(Given request):
Give the entries back exactly, dropping each image.

(Coordinate annotation entries):

-.-.-

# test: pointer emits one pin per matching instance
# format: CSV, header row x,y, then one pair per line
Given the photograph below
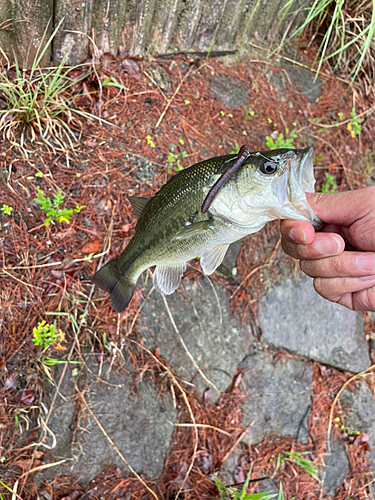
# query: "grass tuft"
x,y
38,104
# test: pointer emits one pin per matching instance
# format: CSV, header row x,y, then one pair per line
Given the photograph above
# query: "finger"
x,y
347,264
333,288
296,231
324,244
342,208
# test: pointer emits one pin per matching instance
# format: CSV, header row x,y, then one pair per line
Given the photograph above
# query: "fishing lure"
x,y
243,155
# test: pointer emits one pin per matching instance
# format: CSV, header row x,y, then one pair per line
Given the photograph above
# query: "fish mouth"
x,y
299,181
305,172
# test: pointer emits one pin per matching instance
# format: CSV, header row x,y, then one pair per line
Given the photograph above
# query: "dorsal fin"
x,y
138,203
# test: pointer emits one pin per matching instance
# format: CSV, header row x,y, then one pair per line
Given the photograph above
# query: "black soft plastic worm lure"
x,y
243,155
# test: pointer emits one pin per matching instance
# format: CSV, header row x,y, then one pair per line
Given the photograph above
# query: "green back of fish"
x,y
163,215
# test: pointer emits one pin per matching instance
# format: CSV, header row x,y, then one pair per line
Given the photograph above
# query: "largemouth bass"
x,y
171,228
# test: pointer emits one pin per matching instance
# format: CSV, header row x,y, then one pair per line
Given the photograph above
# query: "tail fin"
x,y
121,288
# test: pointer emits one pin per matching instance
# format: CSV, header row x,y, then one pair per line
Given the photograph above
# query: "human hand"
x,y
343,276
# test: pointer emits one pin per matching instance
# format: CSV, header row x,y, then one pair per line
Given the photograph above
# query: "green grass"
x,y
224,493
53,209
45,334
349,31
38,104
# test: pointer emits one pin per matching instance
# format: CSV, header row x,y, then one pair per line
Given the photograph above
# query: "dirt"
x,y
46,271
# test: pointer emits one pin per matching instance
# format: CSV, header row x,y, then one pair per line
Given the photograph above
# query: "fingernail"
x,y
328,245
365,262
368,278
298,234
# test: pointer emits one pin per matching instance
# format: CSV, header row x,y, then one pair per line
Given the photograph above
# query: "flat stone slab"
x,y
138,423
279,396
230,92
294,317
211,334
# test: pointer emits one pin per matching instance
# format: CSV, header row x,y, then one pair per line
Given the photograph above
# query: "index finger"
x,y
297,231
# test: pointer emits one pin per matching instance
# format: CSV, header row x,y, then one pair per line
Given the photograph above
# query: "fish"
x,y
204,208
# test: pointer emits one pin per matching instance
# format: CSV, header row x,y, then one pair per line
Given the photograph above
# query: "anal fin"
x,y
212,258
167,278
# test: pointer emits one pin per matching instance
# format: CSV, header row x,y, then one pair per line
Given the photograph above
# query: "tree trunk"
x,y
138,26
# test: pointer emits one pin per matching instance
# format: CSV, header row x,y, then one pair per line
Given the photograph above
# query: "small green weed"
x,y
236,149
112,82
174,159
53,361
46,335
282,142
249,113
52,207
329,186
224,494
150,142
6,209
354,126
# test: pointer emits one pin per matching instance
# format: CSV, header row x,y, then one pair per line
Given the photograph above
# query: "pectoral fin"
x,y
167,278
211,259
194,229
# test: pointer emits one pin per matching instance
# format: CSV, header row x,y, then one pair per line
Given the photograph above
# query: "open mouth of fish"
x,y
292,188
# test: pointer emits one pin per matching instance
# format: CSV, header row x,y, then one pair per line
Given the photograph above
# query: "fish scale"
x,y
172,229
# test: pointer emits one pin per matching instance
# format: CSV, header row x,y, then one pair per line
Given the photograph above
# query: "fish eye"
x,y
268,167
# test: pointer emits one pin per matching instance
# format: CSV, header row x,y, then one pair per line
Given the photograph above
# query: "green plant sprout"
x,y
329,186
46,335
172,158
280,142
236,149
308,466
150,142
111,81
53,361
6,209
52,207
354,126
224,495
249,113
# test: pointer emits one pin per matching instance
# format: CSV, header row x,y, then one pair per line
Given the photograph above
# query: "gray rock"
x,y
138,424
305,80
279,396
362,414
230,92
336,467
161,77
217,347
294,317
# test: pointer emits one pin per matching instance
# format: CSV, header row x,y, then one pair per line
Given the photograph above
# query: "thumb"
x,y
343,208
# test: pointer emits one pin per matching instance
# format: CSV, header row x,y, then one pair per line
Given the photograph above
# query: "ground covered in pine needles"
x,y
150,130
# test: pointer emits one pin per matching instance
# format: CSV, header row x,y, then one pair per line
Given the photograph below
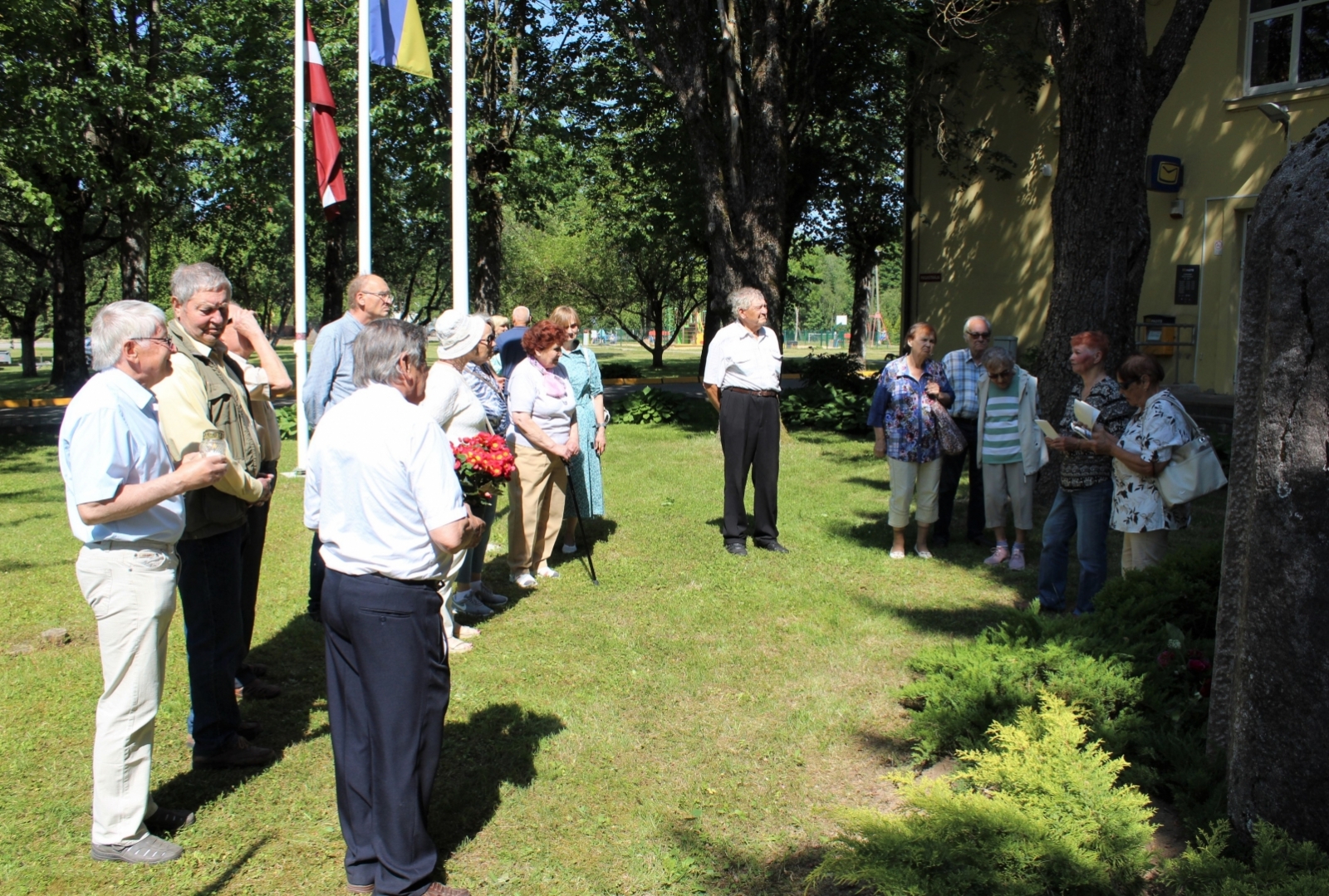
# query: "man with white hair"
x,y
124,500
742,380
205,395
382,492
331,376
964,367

-.-.-

(Solution for this problem):
# test: pointer emits one pin per matching instance
# format: CSV, header row x,y, then one pair per line
Given the photograph below
# query: "grass tuft"
x,y
38,104
# test: pointer emits one pin per matching instance
# format: CSV, header row x,y, then one pair per line
Given the photograph above
# query: "finger"
x,y
347,264
333,288
296,231
324,244
342,208
# test: pointer emits one pin per matching instance
# format: CSV, header row x,y, then one pair per line
Given the photograph above
# query: "fishing lure"
x,y
243,155
# test: pointer emits one pin per matching instance
# format: CSV, header row x,y, then one pair per line
Given the photograph above
# query: "fish mouth"
x,y
299,181
305,172
# test: pointer emits one pin per matching instance
# format: CSV, header row x,y, then one pair per line
Given the photograph above
# query: "dorsal fin"
x,y
138,203
# test: pointer emits one pin per matching instance
# format: CSV, header row x,y, then one pair per line
Given the photograph above
# query: "black soft plastic worm lure"
x,y
243,155
# test: pointer emits one pin per matching instance
# format: CSV, header row x,y, then one pair per line
Given the photograph above
# query: "green back of fish"
x,y
163,215
# test: pointer emits one pin per matching instance
# format: CSV, header row x,y, then one pair per line
Given the photograph above
# query: "largemouth bass"
x,y
171,228
# test: pointer emits one pin per matching instance
# format: CSV, header row x,y, then one pair per line
Given the photograph above
# query: "tail fin"
x,y
121,288
# test: pointer emits one pin per matching instance
# format: CSV, header row x,y, then one pair per line
Given the photograph above
# query: "human hand"
x,y
343,276
# test: pointer emits one pin per matching instance
# format: CSV, header row x,y, then one pair per line
Given the photograph above
# query: "green grass"
x,y
224,493
53,209
45,334
349,31
38,104
# test: pointer emits one pin per matching instance
# format: CSV, header row x,y, then one pair per line
Given the photograph above
# query: "dirt"
x,y
46,271
# test: pointer emits one pin per matching instance
# format: CSV, header row x,y, then one pair per line
Given the photograph above
# query: "fingernail"
x,y
328,245
365,262
368,278
298,234
# test: pointer emits one pin per matching instance
# format: CSV, header row x,y, then one pair per line
Given the photograph above
# query: "flat stone slab"
x,y
138,423
279,396
230,92
294,317
211,334
# test: pointer emits one pin per matching instance
# format: CSV, header row x,y, then one pair per line
Given the photograph above
# query: "index finger"
x,y
297,231
# test: pointer emits one pin per matching instance
# format: CSV, header row x,y, then one pair per line
Given the photograph above
# query: "fish"
x,y
204,208
# test: pointer emits one pin per matching instance
# format: CSV, header row x,y, then one pair per line
Given the photograph above
# query: "anal fin"
x,y
212,258
167,278
# test: pointer emits one pin per matching instance
# format: CSV, header row x,y, then one pair per line
Given the photograph above
# query: "tree trunk"
x,y
138,26
# test: pointer emits one pin per matching instance
# format: CSV, header row x,y, then one pair per line
Given the photograph above
# query: "small green weed"
x,y
236,149
112,82
174,159
53,361
46,335
282,142
249,113
52,207
329,186
224,494
150,142
6,209
354,126
# test: pointer emits one pin per matching instance
# format: CSV, header row x,y, then one pair per line
Given the photograph above
# query: "pectoral fin"
x,y
167,278
211,259
194,229
# test: pointer emits one pin per matching instance
# format: CSV, header row x,y, then one pair per line
Given the photograph above
# query: "open mouth of fish"
x,y
292,188
# test: pointer emits one pin per matching instance
# format: CSV, header row x,y, then one pair per line
Given the photograph above
# query: "fish scale"
x,y
172,229
# test: pointer emits one pin per matching instance
# format: CSV, header row x,y, then one pair per line
Given the photograph above
# query: "fish eye"
x,y
268,167
# test: pointer emits one pin per matching instance
# format: CSV, header row x,y, then one pair per line
Given the photograph above
# query: "green plant sprout"
x,y
329,186
46,335
172,158
280,142
236,149
308,466
150,142
111,81
53,361
6,209
52,207
354,126
224,495
249,113
# test: pointer emits one pin per matching instance
# format: CSV, header row x,y, then one pair per line
Given the photograph above
# query: "gray rock"
x,y
138,424
305,80
279,396
362,414
230,92
336,467
161,77
217,347
294,317
# test: pointer emits one pin per matching instance
# format: CSV, header row x,y, then one pair per line
Given the photograph above
# query: "thumb"
x,y
343,208
# test: pointer emits one pin per matching instance
# format: CSV, header row x,y, then one pair per line
Given the photograph above
# query: "ground covered in pine needles"
x,y
150,130
# test: pointer emits one pin per matching instance
# format: CSV, header row x,y, then one pair per line
Given the photograph below
# query: "man with white hair"
x,y
124,500
742,380
205,395
382,492
331,376
964,367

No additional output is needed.